-- Exercise task --
Pull out each line of the listing below that contains the word "Doubt", and copy those lines in full.

-- Stored records --
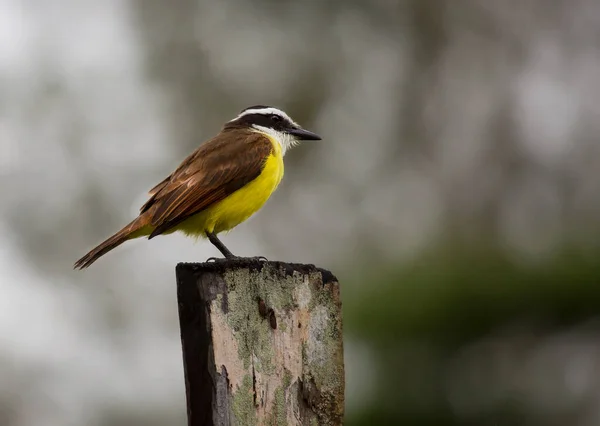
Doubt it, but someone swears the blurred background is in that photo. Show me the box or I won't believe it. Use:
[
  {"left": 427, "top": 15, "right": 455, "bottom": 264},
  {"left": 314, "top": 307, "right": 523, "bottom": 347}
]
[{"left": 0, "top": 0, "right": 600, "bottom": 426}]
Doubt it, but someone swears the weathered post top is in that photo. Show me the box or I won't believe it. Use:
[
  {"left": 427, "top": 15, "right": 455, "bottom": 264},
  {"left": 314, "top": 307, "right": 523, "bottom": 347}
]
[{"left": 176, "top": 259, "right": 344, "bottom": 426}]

==

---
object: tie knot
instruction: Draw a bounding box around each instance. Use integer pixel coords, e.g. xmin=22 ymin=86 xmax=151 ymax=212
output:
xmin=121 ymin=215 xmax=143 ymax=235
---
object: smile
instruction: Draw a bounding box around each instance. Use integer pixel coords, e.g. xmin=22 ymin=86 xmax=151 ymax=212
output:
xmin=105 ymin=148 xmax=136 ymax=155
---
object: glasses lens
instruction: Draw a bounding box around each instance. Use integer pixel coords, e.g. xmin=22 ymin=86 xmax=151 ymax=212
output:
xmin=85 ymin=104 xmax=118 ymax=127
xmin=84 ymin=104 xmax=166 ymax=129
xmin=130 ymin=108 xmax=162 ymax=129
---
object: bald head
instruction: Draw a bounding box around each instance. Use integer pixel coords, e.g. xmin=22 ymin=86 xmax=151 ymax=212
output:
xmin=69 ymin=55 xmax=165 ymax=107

==

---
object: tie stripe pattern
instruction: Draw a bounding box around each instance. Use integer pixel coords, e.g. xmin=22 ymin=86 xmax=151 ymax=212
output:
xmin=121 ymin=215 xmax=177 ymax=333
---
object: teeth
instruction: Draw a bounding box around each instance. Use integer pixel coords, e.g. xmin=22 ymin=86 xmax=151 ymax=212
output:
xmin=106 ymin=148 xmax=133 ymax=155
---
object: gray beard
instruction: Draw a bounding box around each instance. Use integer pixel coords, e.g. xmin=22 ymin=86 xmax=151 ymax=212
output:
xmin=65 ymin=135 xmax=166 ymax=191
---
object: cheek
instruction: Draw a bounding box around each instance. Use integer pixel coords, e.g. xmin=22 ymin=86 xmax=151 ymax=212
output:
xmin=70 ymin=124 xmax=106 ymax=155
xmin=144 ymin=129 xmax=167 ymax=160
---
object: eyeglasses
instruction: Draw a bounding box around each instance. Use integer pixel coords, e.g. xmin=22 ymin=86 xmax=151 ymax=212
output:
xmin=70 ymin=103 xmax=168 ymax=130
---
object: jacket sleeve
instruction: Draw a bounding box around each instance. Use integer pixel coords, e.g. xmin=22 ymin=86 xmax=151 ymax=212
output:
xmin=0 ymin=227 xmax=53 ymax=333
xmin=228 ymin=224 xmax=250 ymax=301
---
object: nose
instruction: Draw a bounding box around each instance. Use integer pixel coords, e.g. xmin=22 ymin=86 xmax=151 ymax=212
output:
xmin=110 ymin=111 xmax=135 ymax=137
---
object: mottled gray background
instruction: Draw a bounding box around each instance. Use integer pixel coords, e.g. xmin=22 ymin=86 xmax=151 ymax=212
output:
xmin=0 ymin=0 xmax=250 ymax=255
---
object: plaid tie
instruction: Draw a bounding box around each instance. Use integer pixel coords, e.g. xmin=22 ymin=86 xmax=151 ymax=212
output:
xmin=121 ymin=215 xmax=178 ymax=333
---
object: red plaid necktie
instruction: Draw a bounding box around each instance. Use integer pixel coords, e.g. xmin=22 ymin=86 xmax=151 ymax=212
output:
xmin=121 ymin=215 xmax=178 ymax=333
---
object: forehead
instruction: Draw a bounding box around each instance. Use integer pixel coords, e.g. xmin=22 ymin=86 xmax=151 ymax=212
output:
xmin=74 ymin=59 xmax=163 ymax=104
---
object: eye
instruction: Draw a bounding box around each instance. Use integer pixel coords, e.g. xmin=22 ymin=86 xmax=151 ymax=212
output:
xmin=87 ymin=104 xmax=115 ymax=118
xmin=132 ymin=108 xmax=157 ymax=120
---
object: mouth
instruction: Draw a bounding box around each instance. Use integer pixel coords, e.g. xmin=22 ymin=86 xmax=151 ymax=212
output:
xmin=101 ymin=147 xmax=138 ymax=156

-- Expected output --
Doubt it, but someone swears the blurred background is in that photo. Show me the box or I won't believe it. Use:
Doubt it, but someone swears the weathered post top is in that photo. Show me the box or I won't believe it. Use:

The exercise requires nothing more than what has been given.